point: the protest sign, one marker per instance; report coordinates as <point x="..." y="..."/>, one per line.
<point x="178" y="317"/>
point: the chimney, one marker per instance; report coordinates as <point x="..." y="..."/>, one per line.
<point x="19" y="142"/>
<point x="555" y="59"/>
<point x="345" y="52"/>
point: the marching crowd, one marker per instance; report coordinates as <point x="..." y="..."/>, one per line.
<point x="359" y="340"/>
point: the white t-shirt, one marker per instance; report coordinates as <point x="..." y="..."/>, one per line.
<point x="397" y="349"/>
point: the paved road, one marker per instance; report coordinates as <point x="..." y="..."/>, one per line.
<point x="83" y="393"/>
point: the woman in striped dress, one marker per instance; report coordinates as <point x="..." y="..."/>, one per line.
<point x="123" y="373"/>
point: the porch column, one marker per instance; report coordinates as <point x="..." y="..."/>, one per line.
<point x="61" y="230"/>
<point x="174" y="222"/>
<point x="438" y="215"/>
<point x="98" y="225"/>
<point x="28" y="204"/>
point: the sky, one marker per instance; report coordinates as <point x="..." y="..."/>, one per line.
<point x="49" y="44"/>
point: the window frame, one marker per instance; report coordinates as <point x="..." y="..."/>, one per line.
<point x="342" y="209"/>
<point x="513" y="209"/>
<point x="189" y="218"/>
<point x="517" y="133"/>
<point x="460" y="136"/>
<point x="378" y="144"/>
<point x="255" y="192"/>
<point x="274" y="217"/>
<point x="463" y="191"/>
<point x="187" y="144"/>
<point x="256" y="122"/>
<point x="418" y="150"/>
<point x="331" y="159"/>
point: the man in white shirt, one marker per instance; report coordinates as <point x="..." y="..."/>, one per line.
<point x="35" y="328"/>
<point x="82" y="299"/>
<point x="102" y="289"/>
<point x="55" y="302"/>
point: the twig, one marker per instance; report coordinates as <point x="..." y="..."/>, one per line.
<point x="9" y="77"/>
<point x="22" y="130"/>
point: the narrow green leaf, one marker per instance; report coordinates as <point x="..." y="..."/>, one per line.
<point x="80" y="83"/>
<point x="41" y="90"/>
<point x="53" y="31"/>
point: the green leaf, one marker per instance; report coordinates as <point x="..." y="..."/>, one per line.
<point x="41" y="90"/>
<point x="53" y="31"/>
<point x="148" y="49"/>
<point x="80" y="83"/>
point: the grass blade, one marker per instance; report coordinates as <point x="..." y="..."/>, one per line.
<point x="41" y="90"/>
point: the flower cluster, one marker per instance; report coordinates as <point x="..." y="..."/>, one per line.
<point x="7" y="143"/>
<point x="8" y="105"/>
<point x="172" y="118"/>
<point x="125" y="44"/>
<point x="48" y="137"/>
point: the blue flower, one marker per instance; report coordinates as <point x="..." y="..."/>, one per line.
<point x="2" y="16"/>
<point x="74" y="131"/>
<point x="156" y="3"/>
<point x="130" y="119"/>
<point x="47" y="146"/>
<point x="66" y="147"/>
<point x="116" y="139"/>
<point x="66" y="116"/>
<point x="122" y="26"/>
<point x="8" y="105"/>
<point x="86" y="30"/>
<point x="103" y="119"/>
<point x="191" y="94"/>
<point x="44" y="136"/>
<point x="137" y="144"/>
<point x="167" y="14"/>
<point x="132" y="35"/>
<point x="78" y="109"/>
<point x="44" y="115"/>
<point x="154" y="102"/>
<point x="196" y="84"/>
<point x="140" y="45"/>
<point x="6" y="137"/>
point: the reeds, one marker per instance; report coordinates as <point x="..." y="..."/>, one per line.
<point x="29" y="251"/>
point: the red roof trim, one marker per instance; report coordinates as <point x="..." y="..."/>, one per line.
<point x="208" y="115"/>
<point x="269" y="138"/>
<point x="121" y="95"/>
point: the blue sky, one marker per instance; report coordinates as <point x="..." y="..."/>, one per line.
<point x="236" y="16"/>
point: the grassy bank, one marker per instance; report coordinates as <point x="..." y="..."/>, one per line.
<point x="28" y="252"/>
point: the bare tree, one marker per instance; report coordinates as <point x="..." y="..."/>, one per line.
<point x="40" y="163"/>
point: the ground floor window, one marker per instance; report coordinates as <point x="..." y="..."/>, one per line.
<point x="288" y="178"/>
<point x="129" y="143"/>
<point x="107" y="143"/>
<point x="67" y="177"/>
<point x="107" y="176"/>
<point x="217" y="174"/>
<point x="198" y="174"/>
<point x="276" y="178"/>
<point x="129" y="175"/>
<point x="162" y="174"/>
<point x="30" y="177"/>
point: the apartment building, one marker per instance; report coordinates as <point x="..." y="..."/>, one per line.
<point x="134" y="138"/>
..............................
**Exercise description**
Rewrite all of the rows above, replacing "one marker per instance" with "one marker per object" wherever it occurs and leaving everything else unchanged.

**Task answer**
point: the protest sign, one marker per object; report coordinates as <point x="..." y="..."/>, one per line.
<point x="178" y="317"/>
point: the chimney, one marker per object; report coordinates as <point x="..." y="..."/>, one per line.
<point x="19" y="142"/>
<point x="555" y="59"/>
<point x="345" y="52"/>
point: the marching crowd, one marker per object; report coordinates as <point x="..." y="..."/>, one per line.
<point x="359" y="340"/>
point: the white t-shirt, one marker per object; report coordinates as <point x="..." y="..."/>, one per line.
<point x="397" y="349"/>
point: the paved road, one marker per object; report coordinates as <point x="..." y="..."/>, one per line.
<point x="83" y="393"/>
point: the woman in striped dress, one marker per object; report coordinates as <point x="..." y="..."/>, one per line.
<point x="123" y="373"/>
point: the porch column, one marker per object; report coordinates as <point x="..." y="..."/>, one per line.
<point x="61" y="230"/>
<point x="174" y="222"/>
<point x="438" y="215"/>
<point x="98" y="225"/>
<point x="28" y="204"/>
point: the sky, one marker per object; report coordinates as <point x="..." y="..."/>, one per line.
<point x="49" y="44"/>
point: the window frame, one marker per object; report coordinates as <point x="..." y="..."/>, one per line.
<point x="342" y="209"/>
<point x="513" y="209"/>
<point x="189" y="218"/>
<point x="517" y="133"/>
<point x="460" y="136"/>
<point x="378" y="144"/>
<point x="255" y="192"/>
<point x="274" y="217"/>
<point x="463" y="191"/>
<point x="187" y="144"/>
<point x="256" y="122"/>
<point x="418" y="150"/>
<point x="331" y="159"/>
point: the man in white shirt, one marker per object; report coordinates as <point x="..." y="..."/>, one per line.
<point x="35" y="328"/>
<point x="82" y="299"/>
<point x="102" y="289"/>
<point x="55" y="302"/>
point: the twig, one marker per object; report coordinates as <point x="..." y="..."/>, one per line.
<point x="9" y="77"/>
<point x="22" y="130"/>
point: the narrow green leaf, one marker per object; report coordinates as <point x="..." y="..."/>, one per line.
<point x="80" y="83"/>
<point x="41" y="90"/>
<point x="53" y="31"/>
point: the green leaf, one marker per object; report coordinates as <point x="..." y="..."/>, one per line.
<point x="41" y="90"/>
<point x="53" y="31"/>
<point x="148" y="49"/>
<point x="80" y="83"/>
point: the grass blade, one marker per object; report coordinates as <point x="..." y="..."/>, one per line.
<point x="41" y="90"/>
point: the flower cluster, one marker per object; report coordinates as <point x="..." y="..."/>, one per line.
<point x="7" y="143"/>
<point x="8" y="105"/>
<point x="172" y="118"/>
<point x="125" y="44"/>
<point x="48" y="137"/>
point: the blue flower, one marker per object; report coordinates as <point x="..." y="..."/>, one per line.
<point x="2" y="16"/>
<point x="74" y="131"/>
<point x="156" y="3"/>
<point x="130" y="119"/>
<point x="47" y="146"/>
<point x="66" y="147"/>
<point x="116" y="139"/>
<point x="66" y="116"/>
<point x="122" y="26"/>
<point x="8" y="105"/>
<point x="86" y="30"/>
<point x="103" y="119"/>
<point x="191" y="94"/>
<point x="44" y="136"/>
<point x="137" y="144"/>
<point x="167" y="14"/>
<point x="132" y="35"/>
<point x="78" y="109"/>
<point x="44" y="115"/>
<point x="154" y="102"/>
<point x="196" y="84"/>
<point x="140" y="45"/>
<point x="6" y="137"/>
point: the reeds, one marker per object; report coordinates as <point x="..." y="..."/>, one per line.
<point x="29" y="251"/>
point: the red roof trim, one marker per object; report coordinates as <point x="..." y="..."/>, one per line.
<point x="208" y="115"/>
<point x="269" y="138"/>
<point x="121" y="95"/>
point: the blue sky, one marker per object; report coordinates as <point x="..." y="..."/>, one per line.
<point x="236" y="16"/>
point: the grassy bank, one marker per object; report coordinates as <point x="..." y="..."/>, one per line.
<point x="28" y="252"/>
point: the bare tree, one marker per object; report coordinates as <point x="..." y="..."/>, one per line.
<point x="40" y="163"/>
point: the ground floor window, one marker per object; report coordinates as <point x="..." y="..."/>, one per line.
<point x="288" y="178"/>
<point x="129" y="143"/>
<point x="107" y="143"/>
<point x="67" y="177"/>
<point x="107" y="176"/>
<point x="217" y="174"/>
<point x="198" y="174"/>
<point x="276" y="178"/>
<point x="129" y="175"/>
<point x="162" y="174"/>
<point x="30" y="177"/>
point: the apartment building, one marker per object; report coordinates as <point x="..." y="..."/>, one per line.
<point x="134" y="138"/>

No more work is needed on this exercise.